The task
Your task is to copy every record exactly.

[Named-object pointing records]

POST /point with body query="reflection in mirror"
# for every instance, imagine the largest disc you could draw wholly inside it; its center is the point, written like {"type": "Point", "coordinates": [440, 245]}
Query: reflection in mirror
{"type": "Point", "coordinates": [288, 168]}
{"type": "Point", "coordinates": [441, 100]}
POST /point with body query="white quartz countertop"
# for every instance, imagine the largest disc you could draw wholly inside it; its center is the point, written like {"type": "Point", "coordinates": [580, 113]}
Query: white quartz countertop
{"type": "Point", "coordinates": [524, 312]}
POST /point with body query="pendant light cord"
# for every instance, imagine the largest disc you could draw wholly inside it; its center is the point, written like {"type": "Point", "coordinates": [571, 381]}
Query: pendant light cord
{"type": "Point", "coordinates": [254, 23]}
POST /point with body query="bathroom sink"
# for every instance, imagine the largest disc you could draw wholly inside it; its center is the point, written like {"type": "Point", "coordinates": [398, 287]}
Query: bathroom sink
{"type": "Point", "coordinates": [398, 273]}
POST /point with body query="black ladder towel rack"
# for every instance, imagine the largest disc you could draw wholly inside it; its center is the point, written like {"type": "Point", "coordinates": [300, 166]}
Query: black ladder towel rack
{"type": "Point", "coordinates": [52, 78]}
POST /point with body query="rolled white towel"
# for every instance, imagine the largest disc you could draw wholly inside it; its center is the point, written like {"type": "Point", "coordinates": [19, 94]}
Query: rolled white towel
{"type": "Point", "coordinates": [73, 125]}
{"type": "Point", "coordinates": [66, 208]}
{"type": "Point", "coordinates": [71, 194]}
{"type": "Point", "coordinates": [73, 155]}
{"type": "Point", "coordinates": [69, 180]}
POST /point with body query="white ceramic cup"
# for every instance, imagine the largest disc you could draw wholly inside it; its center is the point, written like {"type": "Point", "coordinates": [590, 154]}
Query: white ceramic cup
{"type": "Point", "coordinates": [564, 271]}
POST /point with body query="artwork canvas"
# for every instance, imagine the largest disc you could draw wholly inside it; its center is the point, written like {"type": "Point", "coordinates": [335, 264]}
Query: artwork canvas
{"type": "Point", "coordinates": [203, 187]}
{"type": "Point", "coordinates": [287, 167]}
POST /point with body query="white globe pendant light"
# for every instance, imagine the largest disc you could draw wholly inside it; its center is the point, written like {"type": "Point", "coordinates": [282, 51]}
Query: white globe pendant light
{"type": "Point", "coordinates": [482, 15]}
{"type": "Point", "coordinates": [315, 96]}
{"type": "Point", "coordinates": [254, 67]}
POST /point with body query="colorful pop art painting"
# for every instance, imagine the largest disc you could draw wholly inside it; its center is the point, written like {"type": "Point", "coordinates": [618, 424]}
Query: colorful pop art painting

Task answer
POST /point with body query="reflection in mirror"
# for every instance, imagine the largest disc you could draw wholly inside it; its center is the point, written like {"type": "Point", "coordinates": [440, 245]}
Query: reflection in mirror
{"type": "Point", "coordinates": [288, 168]}
{"type": "Point", "coordinates": [441, 100]}
POST /point with body query="white quartz countertop"
# for every instance, imagine the largest disc you could draw wholly inside it; its center is the point, written like {"type": "Point", "coordinates": [580, 113]}
Query: white quartz countertop
{"type": "Point", "coordinates": [524, 312]}
POST /point with body query="pendant light cord"
# for every instance, imagine the largest disc you could draw wholly inside it; its center is the point, written like {"type": "Point", "coordinates": [571, 381]}
Query: pendant light cord
{"type": "Point", "coordinates": [254, 23]}
POST /point with body query="bathroom sink"
# for every instance, imagine the largest disc you could draw wholly inside it; its center is the point, written like {"type": "Point", "coordinates": [398, 287]}
Query: bathroom sink
{"type": "Point", "coordinates": [398, 273]}
POST /point with body query="black ladder towel rack"
# for every instance, imagine the largest disc you could draw wholly inside it; its center is the point, written like {"type": "Point", "coordinates": [300, 166]}
Query: black ladder towel rack
{"type": "Point", "coordinates": [52, 78]}
POST /point with body query="rolled white towel"
# for every instance, imagine the largest disc you could draw wholly inside it; its center is the point, written like {"type": "Point", "coordinates": [19, 94]}
Query: rolled white towel
{"type": "Point", "coordinates": [73, 125]}
{"type": "Point", "coordinates": [66, 208]}
{"type": "Point", "coordinates": [71, 194]}
{"type": "Point", "coordinates": [73, 155]}
{"type": "Point", "coordinates": [69, 180]}
POST /point with body query="white ceramic cup"
# for every instance, imagine the largest disc you could draw wholly inside it; its center is the point, written like {"type": "Point", "coordinates": [590, 154]}
Query: white ceramic cup
{"type": "Point", "coordinates": [564, 271]}
POST /point with body query="artwork canvas"
# for every instance, imagine the largest disc you could draw wholly inside it; its center is the point, written like {"type": "Point", "coordinates": [335, 264]}
Query: artwork canvas
{"type": "Point", "coordinates": [203, 187]}
{"type": "Point", "coordinates": [287, 167]}
POST /point with body query="white globe pendant light"
# for every instance, imagine the largest disc you could draw wholly inside it; its center is the point, written like {"type": "Point", "coordinates": [282, 51]}
Query: white globe pendant light
{"type": "Point", "coordinates": [482, 15]}
{"type": "Point", "coordinates": [315, 96]}
{"type": "Point", "coordinates": [254, 67]}
POST /point with body query="colorful pop art painting"
# for every instance, imagine the largest disc you could draw wholly inside it; its center is the point, written like {"type": "Point", "coordinates": [618, 424]}
Query: colorful pop art painting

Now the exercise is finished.